Saved entries:
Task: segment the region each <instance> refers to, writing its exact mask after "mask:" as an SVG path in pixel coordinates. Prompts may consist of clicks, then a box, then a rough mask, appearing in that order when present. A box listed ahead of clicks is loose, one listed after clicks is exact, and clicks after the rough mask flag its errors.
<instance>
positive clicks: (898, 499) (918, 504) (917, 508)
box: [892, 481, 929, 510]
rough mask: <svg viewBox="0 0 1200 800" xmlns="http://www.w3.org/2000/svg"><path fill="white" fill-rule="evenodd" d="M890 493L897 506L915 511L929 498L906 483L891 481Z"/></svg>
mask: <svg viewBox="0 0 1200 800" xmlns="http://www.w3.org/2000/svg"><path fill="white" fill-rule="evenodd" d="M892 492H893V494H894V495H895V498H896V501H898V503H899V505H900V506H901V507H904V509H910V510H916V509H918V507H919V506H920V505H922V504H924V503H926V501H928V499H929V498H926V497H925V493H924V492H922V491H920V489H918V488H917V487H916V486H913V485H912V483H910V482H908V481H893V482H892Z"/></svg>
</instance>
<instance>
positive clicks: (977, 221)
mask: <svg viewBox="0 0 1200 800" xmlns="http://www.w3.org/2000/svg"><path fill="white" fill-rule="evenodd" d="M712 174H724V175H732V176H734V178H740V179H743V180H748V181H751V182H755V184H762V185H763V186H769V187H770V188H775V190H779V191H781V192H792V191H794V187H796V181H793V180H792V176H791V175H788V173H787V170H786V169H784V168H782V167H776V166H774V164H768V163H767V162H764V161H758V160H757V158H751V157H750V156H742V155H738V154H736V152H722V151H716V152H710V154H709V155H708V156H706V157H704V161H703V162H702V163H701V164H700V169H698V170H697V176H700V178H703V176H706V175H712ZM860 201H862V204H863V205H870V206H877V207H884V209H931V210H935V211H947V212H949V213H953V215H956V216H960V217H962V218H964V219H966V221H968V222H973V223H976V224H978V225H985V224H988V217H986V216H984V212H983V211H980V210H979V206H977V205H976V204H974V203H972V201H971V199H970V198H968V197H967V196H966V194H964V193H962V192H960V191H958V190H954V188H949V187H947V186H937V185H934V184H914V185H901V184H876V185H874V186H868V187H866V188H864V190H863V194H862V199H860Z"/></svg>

## [WHAT TO PRODUCE]
Print each entry above again, exactly as it was given.

## [RESULT FOR THIS EXERCISE]
Task: segment the region each <instance> refers to, writing its exact mask after "mask:" as an SVG path in pixel coordinates. Prompts may consist of clicks, then a box, then a rough mask, appearing in that order when present. A box listed ahead of clicks is loose, one listed after clicks is exact, and clicks after the rough mask flag its errors.
<instance>
positive clicks: (898, 499) (918, 504) (917, 508)
box: [892, 481, 929, 510]
rough mask: <svg viewBox="0 0 1200 800" xmlns="http://www.w3.org/2000/svg"><path fill="white" fill-rule="evenodd" d="M890 493L897 506L915 511L929 498L906 483L891 481Z"/></svg>
mask: <svg viewBox="0 0 1200 800" xmlns="http://www.w3.org/2000/svg"><path fill="white" fill-rule="evenodd" d="M892 492H893V494H894V495H895V498H896V501H898V503H899V505H900V506H901V507H904V509H910V510H916V509H918V507H919V506H920V505H922V504H924V503H926V501H928V499H929V498H926V497H925V493H924V492H922V491H920V489H918V488H917V487H916V486H913V485H912V483H910V482H908V481H893V482H892Z"/></svg>
</instance>
<instance>
positive clicks: (977, 221)
mask: <svg viewBox="0 0 1200 800" xmlns="http://www.w3.org/2000/svg"><path fill="white" fill-rule="evenodd" d="M712 174H724V175H732V176H734V178H740V179H743V180H748V181H751V182H755V184H762V185H763V186H769V187H770V188H775V190H779V191H781V192H792V191H794V187H796V181H793V180H792V176H791V175H788V173H787V170H786V169H784V168H782V167H776V166H774V164H768V163H767V162H764V161H758V160H757V158H751V157H750V156H742V155H738V154H736V152H722V151H716V152H710V154H709V155H708V156H706V157H704V161H703V162H702V163H701V164H700V169H698V170H697V176H700V178H703V176H706V175H712ZM860 201H862V204H863V205H870V206H877V207H884V209H931V210H935V211H947V212H949V213H953V215H956V216H960V217H962V218H964V219H966V221H968V222H973V223H976V224H978V225H985V224H988V217H986V216H984V212H983V211H980V210H979V206H977V205H976V204H974V203H972V201H971V199H970V198H968V197H967V196H966V194H964V193H962V192H960V191H958V190H954V188H949V187H947V186H937V185H934V184H914V185H901V184H876V185H874V186H868V187H866V188H864V190H863V194H862V199H860Z"/></svg>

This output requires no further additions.